* EXERCISE GOAL *
In the GitHub issue summarization notebook below, quote the passage between "Currently, this notebook" and "get model predictions.", inclusive.

* DOCUMENT EXCERPT *
# End to end experiment: Github Issue Summarization

Currently, this notebook must be run from the Kubeflow JupyterHub installation, as described in the codelab.

In this notebook, we will show how to:

* Interactively define a KubeFlow Pipeline using the Pipelines Python SDK
* Submit and run the pipeline
* Add a step in the pipeline

This example pipeline trains a [Tensor2Tensor](https://github.com/tensorflow/tensor2tensor/) model on Github issue data, learning to predict issue titles from issue bodies. It then exports the trained model and deploys the exported model to [Tensorflow Serving](https://github.com/tensorflow/serving). 
The final step in the pipeline launches a web app which interacts with the TF-Serving instance in order to get model predictions.

## Enviroinment Setup

Before any experiment can be conducted. We need to setup and initialize an environment: ensure all Python modules has been setup and configured, as well as python modules

### Imports
Setting up python modules

In [None]:
%reload_ext autoreload
%autoreload 2

%reload_ext nbextensions
%load_nbvars

import kfp.dsl as dsl
import kfp.gcp as gcp
import pandas as pd
from ipython_secrets import get_secret
from kfp.compiler import Compiler
from kfp.components import load_component_from_file
from os import environ
import boto3, kfp

from nbextensions.pv import use_pvc
from nbextensions.kubernetes import use_pull_secret
from nbextensions.aws import upload_to_s3

import nbextensions.utils as utils
from datetime import datetime
from urllib.parse import urlparse

import warnings
warnings.filterwarnings('ignore')

* DATA EXTRACT *
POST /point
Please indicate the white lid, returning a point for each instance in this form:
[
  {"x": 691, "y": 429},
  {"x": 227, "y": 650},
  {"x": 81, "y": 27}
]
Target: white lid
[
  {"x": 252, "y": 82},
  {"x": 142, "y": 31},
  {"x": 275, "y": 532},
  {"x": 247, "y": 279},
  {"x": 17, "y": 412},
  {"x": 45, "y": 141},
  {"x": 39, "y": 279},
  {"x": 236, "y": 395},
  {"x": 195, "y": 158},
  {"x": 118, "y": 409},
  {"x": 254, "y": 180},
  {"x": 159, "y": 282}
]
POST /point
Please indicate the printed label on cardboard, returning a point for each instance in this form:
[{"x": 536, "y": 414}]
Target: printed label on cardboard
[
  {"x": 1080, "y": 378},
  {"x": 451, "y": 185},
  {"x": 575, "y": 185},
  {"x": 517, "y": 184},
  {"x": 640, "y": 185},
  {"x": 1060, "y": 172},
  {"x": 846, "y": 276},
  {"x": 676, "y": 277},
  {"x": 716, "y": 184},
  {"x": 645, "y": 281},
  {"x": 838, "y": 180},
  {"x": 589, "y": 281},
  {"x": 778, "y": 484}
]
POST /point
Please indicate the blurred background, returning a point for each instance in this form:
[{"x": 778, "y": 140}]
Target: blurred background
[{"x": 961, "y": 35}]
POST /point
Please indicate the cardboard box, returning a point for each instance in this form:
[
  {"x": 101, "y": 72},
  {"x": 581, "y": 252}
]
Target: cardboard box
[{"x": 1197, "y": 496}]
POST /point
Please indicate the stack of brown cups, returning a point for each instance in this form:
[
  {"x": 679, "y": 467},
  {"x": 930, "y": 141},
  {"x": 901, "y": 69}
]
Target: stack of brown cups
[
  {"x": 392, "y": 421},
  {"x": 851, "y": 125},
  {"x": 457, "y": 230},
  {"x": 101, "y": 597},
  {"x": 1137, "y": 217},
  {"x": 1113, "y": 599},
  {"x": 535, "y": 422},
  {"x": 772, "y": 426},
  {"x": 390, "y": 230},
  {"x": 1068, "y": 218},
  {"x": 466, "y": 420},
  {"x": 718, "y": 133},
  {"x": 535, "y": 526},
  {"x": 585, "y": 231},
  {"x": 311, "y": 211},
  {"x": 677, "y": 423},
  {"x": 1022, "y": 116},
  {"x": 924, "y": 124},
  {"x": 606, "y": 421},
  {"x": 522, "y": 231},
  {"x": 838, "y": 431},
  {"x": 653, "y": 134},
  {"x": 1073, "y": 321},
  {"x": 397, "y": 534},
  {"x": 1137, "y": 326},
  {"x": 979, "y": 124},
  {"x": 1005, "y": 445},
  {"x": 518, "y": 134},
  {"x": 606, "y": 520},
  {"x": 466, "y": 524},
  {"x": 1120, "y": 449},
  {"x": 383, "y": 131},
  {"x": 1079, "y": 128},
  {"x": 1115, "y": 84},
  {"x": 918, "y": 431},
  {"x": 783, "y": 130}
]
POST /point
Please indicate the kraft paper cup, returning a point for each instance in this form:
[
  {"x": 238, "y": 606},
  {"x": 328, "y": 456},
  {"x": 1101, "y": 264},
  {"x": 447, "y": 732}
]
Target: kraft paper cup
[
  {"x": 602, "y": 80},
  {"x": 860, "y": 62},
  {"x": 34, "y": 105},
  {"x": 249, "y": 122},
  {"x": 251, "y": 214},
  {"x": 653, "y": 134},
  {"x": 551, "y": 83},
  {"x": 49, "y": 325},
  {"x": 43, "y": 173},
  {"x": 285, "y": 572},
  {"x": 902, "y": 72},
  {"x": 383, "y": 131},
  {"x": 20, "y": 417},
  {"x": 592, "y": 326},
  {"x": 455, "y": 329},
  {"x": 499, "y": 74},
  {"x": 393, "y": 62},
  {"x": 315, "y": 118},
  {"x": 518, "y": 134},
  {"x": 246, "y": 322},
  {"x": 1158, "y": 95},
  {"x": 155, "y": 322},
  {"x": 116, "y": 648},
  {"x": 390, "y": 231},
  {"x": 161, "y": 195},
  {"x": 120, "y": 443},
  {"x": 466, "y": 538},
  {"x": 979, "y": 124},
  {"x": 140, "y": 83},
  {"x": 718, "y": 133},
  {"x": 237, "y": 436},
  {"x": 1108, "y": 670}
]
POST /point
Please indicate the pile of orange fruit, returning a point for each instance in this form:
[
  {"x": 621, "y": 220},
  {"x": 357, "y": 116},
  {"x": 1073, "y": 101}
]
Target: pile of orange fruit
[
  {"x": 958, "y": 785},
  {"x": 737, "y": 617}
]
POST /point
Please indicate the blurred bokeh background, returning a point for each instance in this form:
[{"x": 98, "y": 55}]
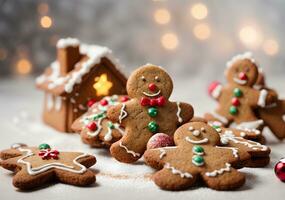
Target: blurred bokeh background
[{"x": 189, "y": 38}]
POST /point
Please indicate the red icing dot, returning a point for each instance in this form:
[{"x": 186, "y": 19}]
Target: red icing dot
[
  {"x": 235, "y": 101},
  {"x": 144, "y": 101},
  {"x": 242, "y": 76},
  {"x": 152, "y": 87},
  {"x": 91, "y": 102},
  {"x": 104, "y": 102},
  {"x": 161, "y": 101},
  {"x": 124, "y": 99},
  {"x": 92, "y": 126},
  {"x": 212, "y": 87}
]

* FINISHED TASK *
Currently, this notebook must be run from the Kubeflow JupyterHub installation, as described in the codelab.

In this notebook, we will show how to:

* Interactively define a KubeFlow Pipeline using the Pipelines Python SDK
* Submit and run the pipeline
* Add a step in the pipeline

This example pipeline trains a [Tensor2Tensor](https://github.com/tensorflow/tensor2tensor/) model on Github issue data, learning to predict issue titles from issue bodies. It then exports the trained model and deploys the exported model to [Tensorflow Serving](https://github.com/tensorflow/serving). 
The final step in the pipeline launches a web app which interacts with the TF-Serving instance in order to get model predictions.